## Page excerpt
_ _ _ _ _

Prof. Dr. Lorenz Hurni
Institute of Cartography
ETH Zürich

Project > Methodologies > Oceanographic and Geophysical Surveys

Oceanographic and Geophysical Surveys

The Ocean Floor Mapping System Using Sea Beam
Sea Floor Seismic Reflection Soundings (Generation of a Local Velocity Model)
Seismic Monitoring (The Generation of a Regional Velocity Model)
Seismic Activity and Monitoring within the Kos - Yali - Nisyros - Tilos Volcanic Field
Gravity and magnetic surveys within the Kos - Yali - Nisyros - Tilos volcanic field
The GPS network

The GPS network

The Global Positioning System (GPS) has also been applied on Nisyros for the surveillance of the Kos - Yali - Nisyros - Tilos volcanic field. Since Nisyros is a small island, an accuracy of ±5 mm for the horizontal, and ±10 mm for the vertical direction is expected.

Fig.18

Fig.18 GPS Network for the Nisyros Volcano surveillance. National Kapodistrian University of Athens (Greece), Department of Geophysics and Geothermics (NKUA)
(Click on image to enlarge).

A geodetic GPS network consisting of 17 stations was established in the area in June 1997. Fifteen of these were established on Nisyros and two on Kos (Fig. 17 and 18). The settlement of the GPS stations in Nisyros was principally based on the need for a homogeneous coverage.

The mean distance between two stations is approximately 2 km. The stations established on Kos served two purposes: First, they contribute to the study of the ground deformation in a regional sense, and second, one station on the eastern part was used as the reference base for the rest of the stations.

Magma Chamber Inflation/Deflation Processes - The Mogi Point Source Model

In active volcanic environments, a magma chamber inflation/deflation process model is usually applied to the data. The “Mogi” point source model, which is based on an elastically expanded point source in a half space (called a “Mogi point source”), usually serves to explain the observed deformation in such cases. In the case of Nisyros, the "Mogi model" was applied in order to explain the observed deformation deduced by DGPS measurements (Fig. 19).

Theoretical relative displacements were calculated from the GPS points at varying depths and locations around the centre of the island. The residual of the observed and theoretical displacements was minimized by least squares fitting to find the best fit to the data.

The resulting source according to the best fit of the model was located at a point slightly shifted to the NW from the centre of the island, at a depth of 5.5 ± 0.5 km

The Mogi (red) arrows are expected to point radially outwards from the Mogi source (Fig. 19). It was found that the calculated Mogi displacements for the horizontal component (red arrows) seemed to generally fit quite well the observed displacements (black arrows) in the southern part of the island.

_ _ _ _ _

## Supplied records
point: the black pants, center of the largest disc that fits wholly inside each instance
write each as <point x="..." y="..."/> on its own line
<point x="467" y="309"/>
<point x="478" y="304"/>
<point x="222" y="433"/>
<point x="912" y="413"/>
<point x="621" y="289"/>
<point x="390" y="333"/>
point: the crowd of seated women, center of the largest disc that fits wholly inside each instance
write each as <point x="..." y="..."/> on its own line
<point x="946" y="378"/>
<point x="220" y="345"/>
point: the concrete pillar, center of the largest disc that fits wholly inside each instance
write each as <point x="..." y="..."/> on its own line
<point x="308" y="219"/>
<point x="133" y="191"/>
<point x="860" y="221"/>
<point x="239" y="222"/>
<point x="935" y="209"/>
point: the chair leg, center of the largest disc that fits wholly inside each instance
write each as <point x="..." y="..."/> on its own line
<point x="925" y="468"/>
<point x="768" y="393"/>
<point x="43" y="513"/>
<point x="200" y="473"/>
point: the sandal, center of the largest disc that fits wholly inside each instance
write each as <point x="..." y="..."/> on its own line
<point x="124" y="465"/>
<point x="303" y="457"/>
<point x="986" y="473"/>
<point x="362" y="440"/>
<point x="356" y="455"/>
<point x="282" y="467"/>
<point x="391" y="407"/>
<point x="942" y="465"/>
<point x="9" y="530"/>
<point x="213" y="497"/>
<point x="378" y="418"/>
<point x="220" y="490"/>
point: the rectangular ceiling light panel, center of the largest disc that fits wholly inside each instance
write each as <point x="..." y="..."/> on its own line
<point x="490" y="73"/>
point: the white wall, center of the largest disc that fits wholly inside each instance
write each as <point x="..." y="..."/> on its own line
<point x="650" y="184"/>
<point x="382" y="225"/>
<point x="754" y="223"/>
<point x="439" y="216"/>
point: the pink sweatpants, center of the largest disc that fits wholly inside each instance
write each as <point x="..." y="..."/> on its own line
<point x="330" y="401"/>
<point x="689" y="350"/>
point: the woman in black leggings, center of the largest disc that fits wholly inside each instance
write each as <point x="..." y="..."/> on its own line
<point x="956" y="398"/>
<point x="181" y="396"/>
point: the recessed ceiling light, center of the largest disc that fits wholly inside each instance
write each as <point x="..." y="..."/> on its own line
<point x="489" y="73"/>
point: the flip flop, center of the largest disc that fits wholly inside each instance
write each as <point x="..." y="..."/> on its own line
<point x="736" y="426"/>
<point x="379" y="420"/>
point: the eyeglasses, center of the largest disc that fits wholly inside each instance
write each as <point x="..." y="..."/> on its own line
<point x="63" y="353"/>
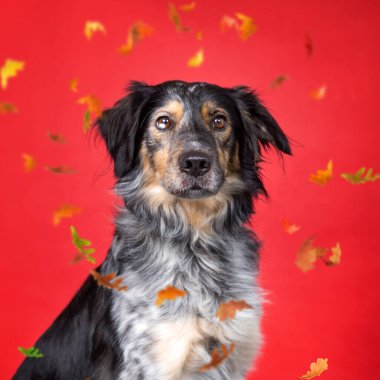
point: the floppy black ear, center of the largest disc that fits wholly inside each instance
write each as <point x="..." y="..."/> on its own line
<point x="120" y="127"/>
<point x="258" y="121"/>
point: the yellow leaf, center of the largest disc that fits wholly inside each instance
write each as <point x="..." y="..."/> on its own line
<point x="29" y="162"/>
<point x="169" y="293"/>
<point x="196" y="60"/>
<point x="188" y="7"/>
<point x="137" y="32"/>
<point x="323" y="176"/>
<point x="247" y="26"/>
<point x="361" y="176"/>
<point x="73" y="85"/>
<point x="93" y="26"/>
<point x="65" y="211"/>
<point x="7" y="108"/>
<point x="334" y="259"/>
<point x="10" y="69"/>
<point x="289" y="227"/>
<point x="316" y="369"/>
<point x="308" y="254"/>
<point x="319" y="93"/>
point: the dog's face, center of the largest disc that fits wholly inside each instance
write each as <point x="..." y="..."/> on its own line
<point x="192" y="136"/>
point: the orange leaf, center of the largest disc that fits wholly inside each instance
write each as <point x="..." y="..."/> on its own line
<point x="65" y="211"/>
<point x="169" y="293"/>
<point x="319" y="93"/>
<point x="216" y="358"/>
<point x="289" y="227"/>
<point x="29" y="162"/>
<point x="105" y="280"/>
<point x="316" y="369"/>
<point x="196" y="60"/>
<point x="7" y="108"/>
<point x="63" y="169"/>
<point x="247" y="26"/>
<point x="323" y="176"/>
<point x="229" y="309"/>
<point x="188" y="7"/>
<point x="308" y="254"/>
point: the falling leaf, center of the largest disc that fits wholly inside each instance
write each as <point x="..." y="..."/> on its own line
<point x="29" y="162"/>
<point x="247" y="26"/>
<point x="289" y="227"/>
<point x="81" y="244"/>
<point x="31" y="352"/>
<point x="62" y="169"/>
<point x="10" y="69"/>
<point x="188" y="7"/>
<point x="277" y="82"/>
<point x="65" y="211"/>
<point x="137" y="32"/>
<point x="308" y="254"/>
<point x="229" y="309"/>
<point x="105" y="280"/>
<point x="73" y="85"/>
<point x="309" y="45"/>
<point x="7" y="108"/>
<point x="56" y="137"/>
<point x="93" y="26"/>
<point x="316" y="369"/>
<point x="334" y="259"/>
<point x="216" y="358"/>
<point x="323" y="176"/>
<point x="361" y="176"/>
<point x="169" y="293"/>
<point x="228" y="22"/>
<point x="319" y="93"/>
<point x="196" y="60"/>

_ _ _ _ _

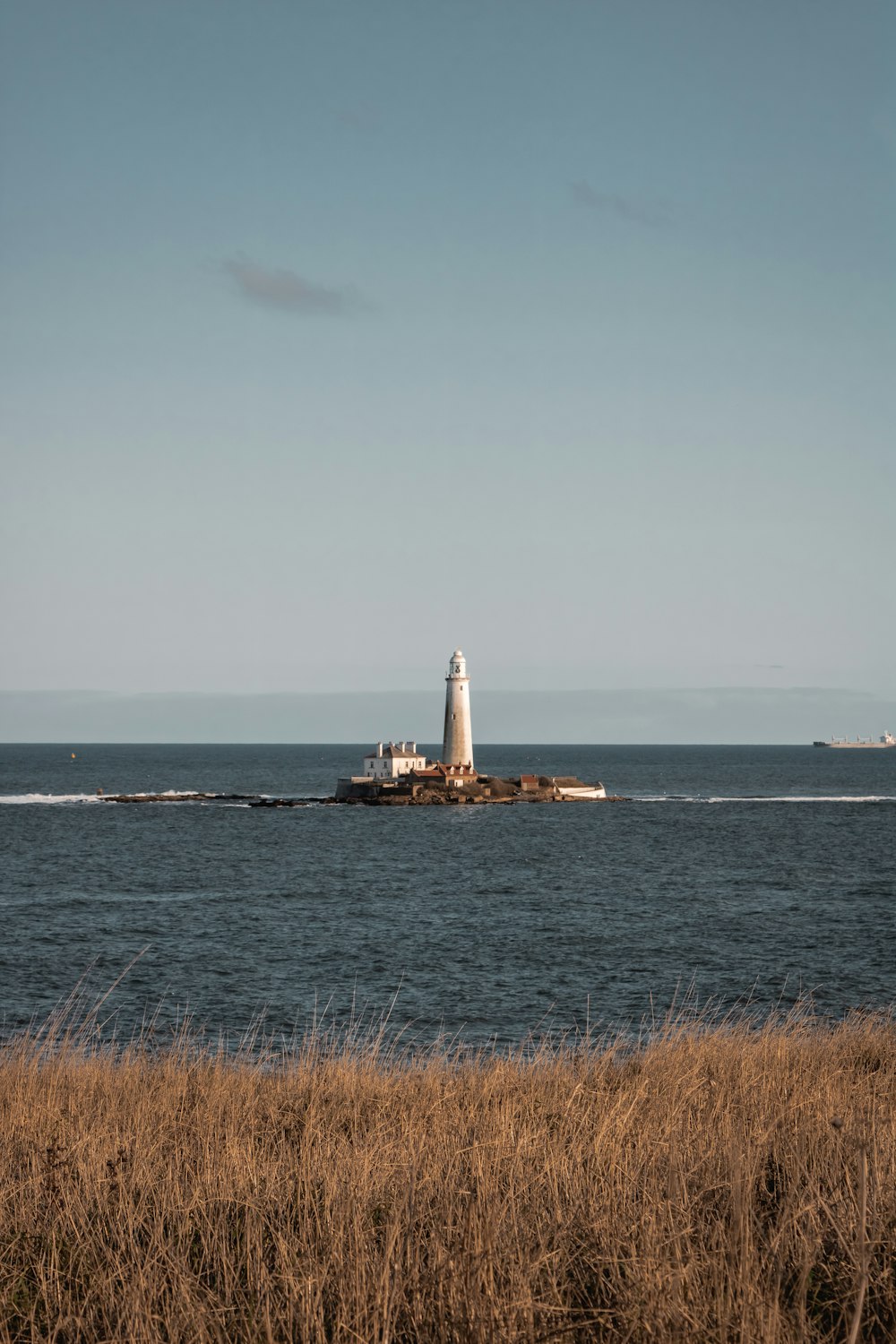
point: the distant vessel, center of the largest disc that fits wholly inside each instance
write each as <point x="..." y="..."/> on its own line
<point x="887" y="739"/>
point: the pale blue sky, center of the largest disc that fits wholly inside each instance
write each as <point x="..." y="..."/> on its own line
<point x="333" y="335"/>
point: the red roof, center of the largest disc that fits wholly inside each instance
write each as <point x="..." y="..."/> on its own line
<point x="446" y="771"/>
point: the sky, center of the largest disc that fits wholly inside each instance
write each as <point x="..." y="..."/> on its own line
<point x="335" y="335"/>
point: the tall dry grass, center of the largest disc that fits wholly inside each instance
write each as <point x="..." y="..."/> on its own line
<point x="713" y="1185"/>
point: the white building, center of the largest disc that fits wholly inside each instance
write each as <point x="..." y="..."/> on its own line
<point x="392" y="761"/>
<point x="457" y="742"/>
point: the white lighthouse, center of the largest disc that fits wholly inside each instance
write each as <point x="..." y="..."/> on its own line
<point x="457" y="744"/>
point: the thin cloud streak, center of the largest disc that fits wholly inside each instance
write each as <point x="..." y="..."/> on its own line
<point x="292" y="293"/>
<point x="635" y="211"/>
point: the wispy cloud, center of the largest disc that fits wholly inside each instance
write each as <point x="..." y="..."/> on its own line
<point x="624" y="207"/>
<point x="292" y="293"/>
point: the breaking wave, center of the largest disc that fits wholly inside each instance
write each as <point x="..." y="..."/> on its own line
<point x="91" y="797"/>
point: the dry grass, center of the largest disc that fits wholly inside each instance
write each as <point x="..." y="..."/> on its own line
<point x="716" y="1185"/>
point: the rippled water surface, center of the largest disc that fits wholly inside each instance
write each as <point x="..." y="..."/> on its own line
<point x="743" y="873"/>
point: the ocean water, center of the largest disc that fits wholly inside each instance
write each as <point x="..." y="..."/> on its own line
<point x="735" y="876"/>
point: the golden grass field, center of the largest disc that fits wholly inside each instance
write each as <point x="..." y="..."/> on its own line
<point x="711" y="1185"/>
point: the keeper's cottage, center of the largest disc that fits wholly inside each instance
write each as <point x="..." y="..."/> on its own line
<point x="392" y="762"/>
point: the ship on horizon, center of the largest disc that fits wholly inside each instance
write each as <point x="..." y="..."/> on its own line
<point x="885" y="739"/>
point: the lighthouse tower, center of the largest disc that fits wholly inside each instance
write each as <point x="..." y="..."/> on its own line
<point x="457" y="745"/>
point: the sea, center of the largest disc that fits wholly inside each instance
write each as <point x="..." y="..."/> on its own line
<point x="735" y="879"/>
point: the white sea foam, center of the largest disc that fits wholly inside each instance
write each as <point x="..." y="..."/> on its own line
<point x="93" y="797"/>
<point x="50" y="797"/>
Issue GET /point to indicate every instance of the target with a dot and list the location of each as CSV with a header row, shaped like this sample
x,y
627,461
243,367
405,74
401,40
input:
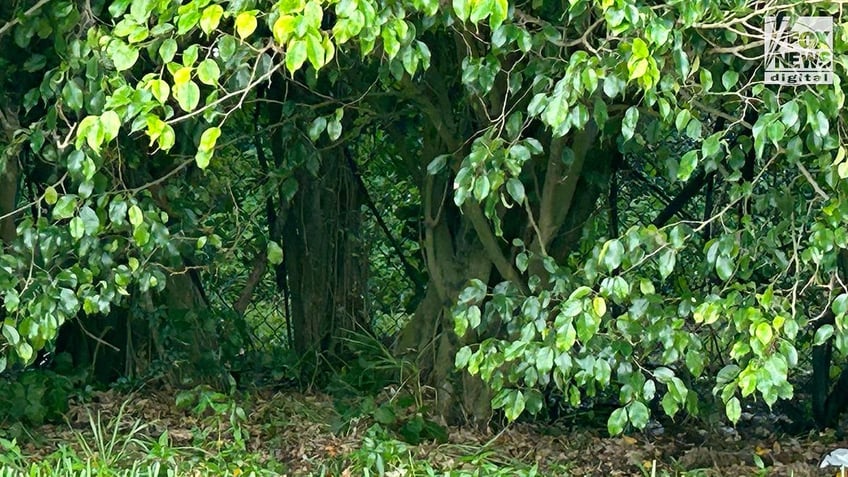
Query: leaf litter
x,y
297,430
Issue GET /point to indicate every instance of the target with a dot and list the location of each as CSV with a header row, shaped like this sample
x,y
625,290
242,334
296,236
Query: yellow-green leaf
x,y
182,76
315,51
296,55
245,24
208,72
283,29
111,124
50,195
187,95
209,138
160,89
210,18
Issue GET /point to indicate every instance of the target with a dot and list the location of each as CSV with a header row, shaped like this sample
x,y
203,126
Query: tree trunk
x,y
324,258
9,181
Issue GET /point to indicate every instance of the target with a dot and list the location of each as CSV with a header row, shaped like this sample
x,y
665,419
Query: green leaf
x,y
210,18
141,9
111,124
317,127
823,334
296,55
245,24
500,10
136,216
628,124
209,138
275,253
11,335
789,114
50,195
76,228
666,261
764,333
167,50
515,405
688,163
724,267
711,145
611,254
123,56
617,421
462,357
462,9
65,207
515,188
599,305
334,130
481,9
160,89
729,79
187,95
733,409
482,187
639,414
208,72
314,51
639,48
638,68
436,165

_ _ _ _ _

Continue the text on GPS monitoring of the Nisyros volcano, starting after its final sentence.

Fig.19

Fig. 19 The Horizontal deformation is represented with the arrows, while the vertical displacement is presented with colour contouring. National Kapodistrian University of Athens (NKUA)
(Click on image to enlarge).

When using the year 1997 as the reference point, the shape of the ground deformation does not significantly change, indicating an "opening up" of the island along the two major faulting zones F1 and F2. The deformation at the NE half of the island was almost to ESE, turning progressively to the SE at its southern part.

At the western half, the direction of deformation was clearly to the SW. Summarizing the results for the whole period of the measurements 1997-2002, a total horizontal displacement of 10-60 mm and vertical displacement ranging from 30-150 mm was observed.

A second Mogi point source was then considered off-shore to explain the observed discrepancies between the NE and NW part of the island.

Taking into consideration the tectonic structure of the sub-marine area north of Nisyros, the presence of major faulting zones north of Nisyros and south of Yali island, and the concentration of shallow seismic activity in that area, a second Mogi point source was finally adopted.

It is located at a depth of 6,500 ± 500 m, and 60 m of the radius of the expanding sphere associated with the source strength parameter. The deformation model at the NW part of the island may be improved by taking into consideration the observed fault motion that took place along the activated fault passing through Mandraki in the 1996 seismic crisis that caused damages to the houses by its distinct displacements.

The observed and calculated horizontal displacement for the period 1997-2001, using the Mogi point sources and fault movements are shown in Figure 19.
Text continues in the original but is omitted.